### [EXERCISE BRIEF]
Can you reproduce every line of the data below verbatim?

-- START DATA ROWS --

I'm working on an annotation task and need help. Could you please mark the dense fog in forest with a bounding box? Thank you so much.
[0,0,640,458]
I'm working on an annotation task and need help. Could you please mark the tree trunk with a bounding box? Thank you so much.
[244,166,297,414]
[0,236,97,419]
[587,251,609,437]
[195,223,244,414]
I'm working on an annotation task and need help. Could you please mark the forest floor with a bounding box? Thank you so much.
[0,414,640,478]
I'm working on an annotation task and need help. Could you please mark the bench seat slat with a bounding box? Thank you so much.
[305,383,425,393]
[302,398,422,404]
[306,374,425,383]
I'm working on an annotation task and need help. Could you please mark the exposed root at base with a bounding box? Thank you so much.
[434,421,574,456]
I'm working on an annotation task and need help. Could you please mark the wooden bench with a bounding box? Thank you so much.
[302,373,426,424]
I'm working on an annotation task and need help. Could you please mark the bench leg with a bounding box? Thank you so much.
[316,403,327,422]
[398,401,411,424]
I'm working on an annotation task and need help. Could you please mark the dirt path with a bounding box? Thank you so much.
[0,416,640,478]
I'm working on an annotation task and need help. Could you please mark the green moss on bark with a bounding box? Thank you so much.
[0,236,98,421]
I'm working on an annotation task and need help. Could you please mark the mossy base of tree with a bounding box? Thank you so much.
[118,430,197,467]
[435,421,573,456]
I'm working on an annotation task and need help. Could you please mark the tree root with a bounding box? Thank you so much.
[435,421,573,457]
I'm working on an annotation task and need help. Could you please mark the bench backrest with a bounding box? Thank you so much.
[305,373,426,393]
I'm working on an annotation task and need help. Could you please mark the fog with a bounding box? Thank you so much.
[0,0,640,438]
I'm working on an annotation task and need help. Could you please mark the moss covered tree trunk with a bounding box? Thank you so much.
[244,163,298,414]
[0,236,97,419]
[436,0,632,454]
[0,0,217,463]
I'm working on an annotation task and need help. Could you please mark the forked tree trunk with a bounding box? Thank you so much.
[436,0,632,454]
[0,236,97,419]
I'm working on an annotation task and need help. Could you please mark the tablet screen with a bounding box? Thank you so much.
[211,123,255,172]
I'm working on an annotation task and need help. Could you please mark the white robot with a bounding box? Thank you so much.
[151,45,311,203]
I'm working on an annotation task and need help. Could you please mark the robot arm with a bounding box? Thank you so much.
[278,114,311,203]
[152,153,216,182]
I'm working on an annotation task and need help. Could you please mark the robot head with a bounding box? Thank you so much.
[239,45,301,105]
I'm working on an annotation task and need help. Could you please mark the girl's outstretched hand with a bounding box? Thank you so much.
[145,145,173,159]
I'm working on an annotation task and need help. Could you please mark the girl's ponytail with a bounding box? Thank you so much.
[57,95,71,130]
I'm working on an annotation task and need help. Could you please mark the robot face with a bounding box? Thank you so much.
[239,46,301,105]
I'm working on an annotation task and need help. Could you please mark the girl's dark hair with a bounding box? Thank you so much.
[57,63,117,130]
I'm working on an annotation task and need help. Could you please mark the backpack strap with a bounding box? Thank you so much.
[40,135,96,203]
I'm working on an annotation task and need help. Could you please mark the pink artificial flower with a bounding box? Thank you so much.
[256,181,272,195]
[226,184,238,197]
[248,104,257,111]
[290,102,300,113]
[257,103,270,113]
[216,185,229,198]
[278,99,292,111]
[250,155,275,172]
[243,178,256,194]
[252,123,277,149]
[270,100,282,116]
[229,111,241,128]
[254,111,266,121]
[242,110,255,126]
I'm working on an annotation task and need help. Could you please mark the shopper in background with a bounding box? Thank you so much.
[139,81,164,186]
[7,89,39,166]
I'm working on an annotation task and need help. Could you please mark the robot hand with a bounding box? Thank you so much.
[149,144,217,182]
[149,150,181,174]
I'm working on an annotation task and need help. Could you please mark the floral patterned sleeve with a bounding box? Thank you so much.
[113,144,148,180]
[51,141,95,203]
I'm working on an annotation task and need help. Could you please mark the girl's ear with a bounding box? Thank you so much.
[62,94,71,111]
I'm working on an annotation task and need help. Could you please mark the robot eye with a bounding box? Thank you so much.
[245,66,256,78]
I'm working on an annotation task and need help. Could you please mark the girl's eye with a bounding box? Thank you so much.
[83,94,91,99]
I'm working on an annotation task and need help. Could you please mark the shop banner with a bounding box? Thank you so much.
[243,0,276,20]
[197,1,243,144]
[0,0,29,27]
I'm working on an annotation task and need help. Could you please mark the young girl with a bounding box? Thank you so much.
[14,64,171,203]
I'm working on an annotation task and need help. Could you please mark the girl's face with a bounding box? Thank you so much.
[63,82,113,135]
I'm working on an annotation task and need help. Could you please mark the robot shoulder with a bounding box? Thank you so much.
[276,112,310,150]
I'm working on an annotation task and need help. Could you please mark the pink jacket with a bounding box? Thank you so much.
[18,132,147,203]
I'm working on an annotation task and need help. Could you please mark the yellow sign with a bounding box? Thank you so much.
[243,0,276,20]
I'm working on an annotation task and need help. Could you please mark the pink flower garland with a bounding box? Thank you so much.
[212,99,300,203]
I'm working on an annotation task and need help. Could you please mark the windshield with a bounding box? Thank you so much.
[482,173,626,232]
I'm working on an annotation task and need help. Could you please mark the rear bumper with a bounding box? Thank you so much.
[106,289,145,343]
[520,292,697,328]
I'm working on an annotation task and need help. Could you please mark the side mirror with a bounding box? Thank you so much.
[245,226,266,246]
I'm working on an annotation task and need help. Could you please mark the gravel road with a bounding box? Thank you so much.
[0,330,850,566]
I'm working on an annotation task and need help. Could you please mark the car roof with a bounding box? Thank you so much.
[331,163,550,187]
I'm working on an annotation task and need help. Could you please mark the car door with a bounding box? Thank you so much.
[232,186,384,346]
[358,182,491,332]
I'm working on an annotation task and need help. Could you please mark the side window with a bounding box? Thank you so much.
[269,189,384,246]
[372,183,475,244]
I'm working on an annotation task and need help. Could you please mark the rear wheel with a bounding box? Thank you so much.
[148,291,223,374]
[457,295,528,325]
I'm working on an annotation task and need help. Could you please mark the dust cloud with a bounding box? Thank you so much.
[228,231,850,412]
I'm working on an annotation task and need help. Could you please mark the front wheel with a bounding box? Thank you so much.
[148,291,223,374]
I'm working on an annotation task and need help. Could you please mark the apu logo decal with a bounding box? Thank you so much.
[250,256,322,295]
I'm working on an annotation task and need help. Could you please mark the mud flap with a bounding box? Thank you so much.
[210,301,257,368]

-- END DATA ROWS --

### [EXERCISE ANSWER]
I'm working on an annotation task and need help. Could you please mark the dense fog in forest with a bounding box? Thank you so much.
[0,0,640,458]
I'm working on an annotation task and need help. Could you please mark the tree trunk with a bounding box? Thank you so much.
[244,166,297,414]
[0,236,97,419]
[587,251,609,437]
[195,223,244,414]
I'm working on an annotation task and need help. Could you please mark the forest floor with a bounding box? Thank you so much.
[0,414,640,478]
I'm working on an annotation task and need help. Could you please mark the bench seat slat with a bounding box? Thank you so much.
[305,383,425,393]
[302,398,422,404]
[306,374,425,383]
I'm working on an annotation task and need help. Could you please mark the exposed root at base with a bounding box? Thank you so much.
[434,421,574,456]
I'm working on an annotation task and need help. Could you please mark the wooden bench with a bounding box? Thank you so much.
[302,373,426,424]
I'm working on an annotation task and need help. Could you please mark the bench leg with a bounding box? Thank you so much.
[316,403,327,422]
[398,401,411,424]
I'm working on an annotation task and need help. Could you please mark the dirt path with a bounding box? Thank you so much.
[0,416,640,478]
I'm working on an annotation task and need help. Could you please mark the green moss on bark with a bounding box? Thank you so much.
[0,236,98,421]
I'm working on an annotation task and need help. Could you please mark the mossy base of tree with a bounding box? Thank you so much.
[118,430,197,467]
[435,421,573,456]
I'm working on an annotation task and need help. Could you please mark the tree root with a bounding box? Thank you so much.
[435,421,573,457]
I'm working on an annotation task and need help. Could you please mark the bench backrest with a bounding box? Thank you so much.
[305,373,426,393]
I'm working on an annotation task and need help. Could you please mark the fog with a bounding box? Thank you so much.
[0,0,640,438]
I'm working on an annotation task and need help. Could you please mark the moss covered tree trunk with a bounding box? Thank you so much.
[244,163,298,414]
[0,236,97,419]
[436,0,632,454]
[0,0,217,463]
I'm working on an annotation task and need help. Could you please mark the forked tree trunk with a bounding box? Thank you so much.
[436,0,632,454]
[0,236,97,419]
I'm working on an annotation task and need help. Could you please mark the tablet screen with a bounding box? Thank you so much.
[211,123,255,172]
I'm working on an annotation task and need help. Could you please mark the white robot with a bounding box? Thank you so much.
[151,45,311,203]
I'm working on an annotation task and need help. Could you please mark the robot arm with a bounding box? Thank you so much.
[278,114,311,203]
[152,153,216,182]
I'm working on an annotation task and need help. Could you please mark the robot head with a bounding box? Thank you so much.
[239,45,301,105]
I'm working on an annotation task and need help. Could you please mark the girl's outstretched hand with a bounding box? Thank you so much.
[145,145,173,159]
I'm working on an annotation task and need help. Could you please mark the girl's ponytail with a bounding box? Thank you so much.
[57,95,71,130]
I'm working on an annotation task and need help. Could you please mark the robot face with a bounding box? Thank you so much.
[239,46,301,105]
I'm working on an annotation task and need help. Could you please mark the girl's dark hair with a bounding box? Thank you so much.
[57,63,117,130]
I'm working on an annotation task and need help. Could you please mark the backpack strap with a bounding box? Thank you so much.
[40,135,96,203]
I'm working on an annotation task and need help. Could you please mark the pink artificial flower with a bounding box? Thank you so much.
[256,181,272,195]
[226,184,238,197]
[248,104,257,111]
[290,102,300,113]
[257,103,270,113]
[216,185,229,198]
[278,99,292,111]
[250,155,275,172]
[243,178,256,194]
[252,123,277,149]
[270,100,282,116]
[229,111,241,128]
[254,111,266,121]
[242,110,255,126]
I'm working on an annotation task and need help. Could you please mark the shopper in background with a bounding box? Thank you so much.
[139,81,164,186]
[7,89,39,166]
I'm working on an annotation task and need help. Could you please mark the robot hand with a bounding box? Thank you so much.
[149,144,217,182]
[149,150,181,174]
I'm working on an annotation task and need help. Could you please mark the floral patterned sleeve with a bounding box? Thank you so much.
[113,144,148,180]
[51,141,95,203]
I'm working on an annotation task and need help. Could you please mark the girl's ear with a bounding box? Thank you so much.
[62,94,71,111]
I'm working on an annotation task and need help. Could you please mark the robot eye with a bounding box? Thank you so much.
[245,66,256,78]
I'm working on an annotation task and need help. Could you please mark the girl's eye with a bounding box? Thank you so much.
[83,94,91,99]
I'm working on an annotation task and need help. Could you please mark the shop banner with a bounding box? Thank you so much.
[243,0,276,20]
[197,1,243,144]
[0,0,29,27]
I'm working on an annotation task and need help. Could you please mark the young girl with a bounding box? Thank you so much.
[14,64,171,203]
I'm working on an annotation task and need help. Could you please mark the girl's face with a bounding box? Thank you so much.
[63,82,113,135]
I'm working on an annotation task and need help. Could you please mark the robot shoulder with a bounding box? Thank you so much.
[276,112,310,150]
I'm working on an annotation task and need help. Could you please mark the pink jacket with a bounding box? Thank you so much.
[18,132,147,203]
I'm working on an annotation task and need help. Could you please mark the yellow sign with a bounding box? Thank you so much.
[243,0,276,20]
I'm working on an annotation task and need help. Could you please mark the pink flower garland with a bounding box? Thank you so much.
[212,99,300,203]
I'm working on an annotation task and need help. Could you please mark the windshield with a bounding box? Thank you so much.
[482,173,626,232]
I'm working on an annotation task and need help. Could you please mark the rear bumper with a bounding box? Thank you so much.
[106,289,145,343]
[520,292,697,328]
I'm working on an annotation task and need help. Could you please mark the side mirror with a bounding box? Thank you so much.
[245,226,266,246]
I'm working on an annotation task and need help. Could you please mark the gravel road with a bounding box? Thank you so much.
[0,330,850,566]
I'm working on an annotation task and need help. Could you please mark the car roof with a bounding box? Thank you so much.
[331,163,550,187]
I'm working on an annotation task and need help. Could you please mark the car door with a bounding box? Thank you so much.
[232,186,384,346]
[358,182,491,332]
I'm working on an annotation task and need help. Could you please mark the side window with a bounding box? Thank you so much.
[269,189,384,246]
[372,183,475,244]
I'm working on an annotation task and need help. Could you please mark the rear wheel with a bounding box? Thank you so much.
[148,291,223,374]
[457,295,528,325]
I'm working on an annotation task and need help. Could you please mark the dust cloud with a bounding box? Thank you so much.
[228,231,850,412]
I'm working on an annotation task and need help. Could you please mark the front wheel with a bounding box? Thank you so much.
[148,291,223,374]
I'm working on an annotation task and need help. Could you please mark the apu logo decal with a bounding box? Thank you so much.
[250,256,322,295]
I'm working on an annotation task and need help. Could you please mark the mud flap with a bounding box? Thank you so much.
[210,301,257,368]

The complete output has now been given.